What the exercise asks
Within the records below, find each line that holds the string "phrase", then copy it.

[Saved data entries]

■ ■ ■ ■

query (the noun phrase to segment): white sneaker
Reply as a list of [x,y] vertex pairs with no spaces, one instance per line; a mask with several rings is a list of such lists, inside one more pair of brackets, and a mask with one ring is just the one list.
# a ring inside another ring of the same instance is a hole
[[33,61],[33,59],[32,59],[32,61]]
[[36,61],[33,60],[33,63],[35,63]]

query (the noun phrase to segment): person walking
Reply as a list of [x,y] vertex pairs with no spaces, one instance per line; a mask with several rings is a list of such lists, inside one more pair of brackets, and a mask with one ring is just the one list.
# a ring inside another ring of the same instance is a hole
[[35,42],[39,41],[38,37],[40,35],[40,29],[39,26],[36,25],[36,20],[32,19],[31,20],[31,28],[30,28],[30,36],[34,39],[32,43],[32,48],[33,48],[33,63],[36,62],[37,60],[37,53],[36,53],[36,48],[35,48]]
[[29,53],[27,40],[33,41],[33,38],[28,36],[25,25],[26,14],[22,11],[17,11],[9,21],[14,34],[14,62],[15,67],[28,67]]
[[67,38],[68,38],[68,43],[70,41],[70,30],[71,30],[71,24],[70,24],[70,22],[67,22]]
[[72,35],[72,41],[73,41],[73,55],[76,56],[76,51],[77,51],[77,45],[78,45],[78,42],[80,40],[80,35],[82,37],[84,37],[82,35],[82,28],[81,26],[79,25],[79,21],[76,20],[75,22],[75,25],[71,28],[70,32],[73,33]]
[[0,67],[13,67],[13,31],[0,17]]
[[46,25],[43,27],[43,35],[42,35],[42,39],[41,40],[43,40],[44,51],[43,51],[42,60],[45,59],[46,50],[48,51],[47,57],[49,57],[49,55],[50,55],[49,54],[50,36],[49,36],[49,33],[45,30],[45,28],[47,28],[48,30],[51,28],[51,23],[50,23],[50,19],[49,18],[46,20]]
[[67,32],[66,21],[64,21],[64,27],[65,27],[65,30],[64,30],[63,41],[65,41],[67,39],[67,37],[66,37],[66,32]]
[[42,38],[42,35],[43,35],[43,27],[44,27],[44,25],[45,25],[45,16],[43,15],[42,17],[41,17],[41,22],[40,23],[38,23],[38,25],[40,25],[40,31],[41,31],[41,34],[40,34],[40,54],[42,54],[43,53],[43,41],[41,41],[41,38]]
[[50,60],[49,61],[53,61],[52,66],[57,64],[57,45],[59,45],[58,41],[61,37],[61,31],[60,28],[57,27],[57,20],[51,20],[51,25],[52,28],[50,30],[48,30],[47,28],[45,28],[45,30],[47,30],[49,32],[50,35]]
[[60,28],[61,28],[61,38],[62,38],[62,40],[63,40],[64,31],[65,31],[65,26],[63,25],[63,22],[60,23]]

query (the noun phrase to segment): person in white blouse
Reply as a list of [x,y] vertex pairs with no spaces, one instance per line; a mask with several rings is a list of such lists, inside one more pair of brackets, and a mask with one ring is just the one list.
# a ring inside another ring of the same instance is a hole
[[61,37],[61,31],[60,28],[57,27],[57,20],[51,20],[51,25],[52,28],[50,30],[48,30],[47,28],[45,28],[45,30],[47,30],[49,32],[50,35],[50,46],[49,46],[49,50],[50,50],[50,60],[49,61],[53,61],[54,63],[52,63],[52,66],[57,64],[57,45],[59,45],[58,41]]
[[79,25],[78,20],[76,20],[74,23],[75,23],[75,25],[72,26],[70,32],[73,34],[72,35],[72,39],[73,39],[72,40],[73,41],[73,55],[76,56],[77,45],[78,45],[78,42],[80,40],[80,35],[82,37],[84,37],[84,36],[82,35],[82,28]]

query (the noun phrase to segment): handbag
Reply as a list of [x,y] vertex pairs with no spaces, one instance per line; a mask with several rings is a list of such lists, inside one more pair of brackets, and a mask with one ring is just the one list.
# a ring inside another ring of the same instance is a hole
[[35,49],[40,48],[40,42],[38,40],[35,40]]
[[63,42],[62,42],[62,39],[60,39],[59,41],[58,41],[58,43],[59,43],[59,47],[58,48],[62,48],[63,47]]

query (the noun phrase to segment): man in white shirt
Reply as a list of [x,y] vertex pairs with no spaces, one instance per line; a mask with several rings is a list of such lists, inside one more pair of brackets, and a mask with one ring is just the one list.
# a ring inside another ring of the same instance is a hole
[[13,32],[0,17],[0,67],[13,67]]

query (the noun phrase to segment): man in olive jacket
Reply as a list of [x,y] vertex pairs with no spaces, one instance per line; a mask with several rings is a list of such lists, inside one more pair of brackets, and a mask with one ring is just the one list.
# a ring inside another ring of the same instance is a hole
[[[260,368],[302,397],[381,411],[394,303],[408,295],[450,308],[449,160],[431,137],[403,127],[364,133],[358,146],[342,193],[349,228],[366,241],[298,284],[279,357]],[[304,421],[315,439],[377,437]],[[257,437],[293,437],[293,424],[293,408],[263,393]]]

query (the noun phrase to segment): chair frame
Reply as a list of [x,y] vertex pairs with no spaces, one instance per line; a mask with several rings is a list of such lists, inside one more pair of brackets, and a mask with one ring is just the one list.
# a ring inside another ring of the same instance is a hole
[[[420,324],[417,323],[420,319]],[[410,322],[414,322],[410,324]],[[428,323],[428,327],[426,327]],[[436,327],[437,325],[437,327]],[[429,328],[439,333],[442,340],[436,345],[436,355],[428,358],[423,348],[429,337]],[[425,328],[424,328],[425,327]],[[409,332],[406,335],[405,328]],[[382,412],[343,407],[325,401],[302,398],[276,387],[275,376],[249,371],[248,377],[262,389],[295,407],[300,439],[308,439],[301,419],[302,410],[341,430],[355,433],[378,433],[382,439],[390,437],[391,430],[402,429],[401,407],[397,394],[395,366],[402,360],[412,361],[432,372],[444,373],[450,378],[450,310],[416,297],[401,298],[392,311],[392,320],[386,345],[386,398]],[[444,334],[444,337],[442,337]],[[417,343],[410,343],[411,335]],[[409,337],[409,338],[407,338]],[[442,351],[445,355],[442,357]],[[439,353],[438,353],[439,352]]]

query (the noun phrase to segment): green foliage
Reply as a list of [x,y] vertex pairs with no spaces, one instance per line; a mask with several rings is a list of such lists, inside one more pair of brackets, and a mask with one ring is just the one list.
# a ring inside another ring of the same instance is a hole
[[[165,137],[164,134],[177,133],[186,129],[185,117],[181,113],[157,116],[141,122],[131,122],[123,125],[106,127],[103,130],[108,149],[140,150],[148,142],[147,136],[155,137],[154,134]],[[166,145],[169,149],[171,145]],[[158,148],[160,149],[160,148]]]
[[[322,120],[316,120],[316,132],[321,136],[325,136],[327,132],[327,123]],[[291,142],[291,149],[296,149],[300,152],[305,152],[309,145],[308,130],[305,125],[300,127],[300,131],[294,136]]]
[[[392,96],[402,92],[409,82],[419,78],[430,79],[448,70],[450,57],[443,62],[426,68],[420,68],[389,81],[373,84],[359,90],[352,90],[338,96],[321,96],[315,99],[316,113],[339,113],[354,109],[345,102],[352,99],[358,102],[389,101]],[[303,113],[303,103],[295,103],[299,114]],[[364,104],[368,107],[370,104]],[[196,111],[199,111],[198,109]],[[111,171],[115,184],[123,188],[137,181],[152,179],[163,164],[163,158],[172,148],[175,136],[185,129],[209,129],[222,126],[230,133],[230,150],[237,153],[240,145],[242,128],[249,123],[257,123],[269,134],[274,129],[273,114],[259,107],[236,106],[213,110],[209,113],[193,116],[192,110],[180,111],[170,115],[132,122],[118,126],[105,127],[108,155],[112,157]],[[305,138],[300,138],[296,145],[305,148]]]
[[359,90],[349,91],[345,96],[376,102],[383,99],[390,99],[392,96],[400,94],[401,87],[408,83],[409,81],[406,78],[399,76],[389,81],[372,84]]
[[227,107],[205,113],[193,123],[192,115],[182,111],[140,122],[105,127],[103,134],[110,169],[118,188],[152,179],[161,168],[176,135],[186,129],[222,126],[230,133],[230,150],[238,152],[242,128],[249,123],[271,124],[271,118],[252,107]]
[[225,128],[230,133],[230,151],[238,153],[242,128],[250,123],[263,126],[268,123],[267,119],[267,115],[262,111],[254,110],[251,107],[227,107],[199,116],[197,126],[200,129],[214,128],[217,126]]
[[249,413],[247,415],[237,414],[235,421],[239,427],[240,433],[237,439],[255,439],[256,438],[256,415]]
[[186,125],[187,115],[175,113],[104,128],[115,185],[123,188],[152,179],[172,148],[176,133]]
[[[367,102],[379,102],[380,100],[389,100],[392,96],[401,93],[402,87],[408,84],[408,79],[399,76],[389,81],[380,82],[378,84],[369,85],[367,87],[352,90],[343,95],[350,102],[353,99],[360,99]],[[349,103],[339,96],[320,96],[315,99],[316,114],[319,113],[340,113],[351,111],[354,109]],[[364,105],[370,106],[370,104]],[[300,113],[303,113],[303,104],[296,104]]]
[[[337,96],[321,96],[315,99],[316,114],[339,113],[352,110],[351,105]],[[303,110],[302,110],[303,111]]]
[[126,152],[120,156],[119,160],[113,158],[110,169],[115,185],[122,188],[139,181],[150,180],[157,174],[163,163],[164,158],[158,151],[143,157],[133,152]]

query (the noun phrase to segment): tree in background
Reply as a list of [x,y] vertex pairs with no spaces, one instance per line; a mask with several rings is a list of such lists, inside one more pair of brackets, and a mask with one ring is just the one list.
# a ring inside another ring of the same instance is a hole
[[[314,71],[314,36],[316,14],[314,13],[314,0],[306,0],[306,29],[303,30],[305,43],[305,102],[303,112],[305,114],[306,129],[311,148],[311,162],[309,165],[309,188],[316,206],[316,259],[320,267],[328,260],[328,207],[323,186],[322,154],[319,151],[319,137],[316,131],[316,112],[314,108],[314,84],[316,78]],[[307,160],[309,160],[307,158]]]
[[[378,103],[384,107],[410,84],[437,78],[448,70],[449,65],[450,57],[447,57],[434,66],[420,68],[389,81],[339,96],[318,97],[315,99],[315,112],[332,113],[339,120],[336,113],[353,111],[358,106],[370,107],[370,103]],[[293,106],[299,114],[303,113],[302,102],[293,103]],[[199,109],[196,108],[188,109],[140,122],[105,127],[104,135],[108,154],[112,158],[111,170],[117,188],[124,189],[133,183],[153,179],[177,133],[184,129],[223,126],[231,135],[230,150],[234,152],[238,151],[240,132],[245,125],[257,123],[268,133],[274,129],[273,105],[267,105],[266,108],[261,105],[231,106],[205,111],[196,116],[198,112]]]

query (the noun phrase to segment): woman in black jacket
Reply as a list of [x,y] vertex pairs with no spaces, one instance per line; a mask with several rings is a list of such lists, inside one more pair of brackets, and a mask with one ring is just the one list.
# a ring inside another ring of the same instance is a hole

■ ■ ■ ■

Answer section
query (the noun phrase to segment): white sneaker
query (the noun phrase to segment): person walking
query (the noun phrase to segment): person in white blouse
query (the noun phrase to segment): handbag
query (the noun phrase to segment): man in white shirt
query (the noun phrase to segment): man in olive jacket
query (the noun phrase to segment): chair frame
query (the noun phrase to segment): green foliage
query (the noun phrase to segment): tree in background
query (the noun phrase to segment): woman in black jacket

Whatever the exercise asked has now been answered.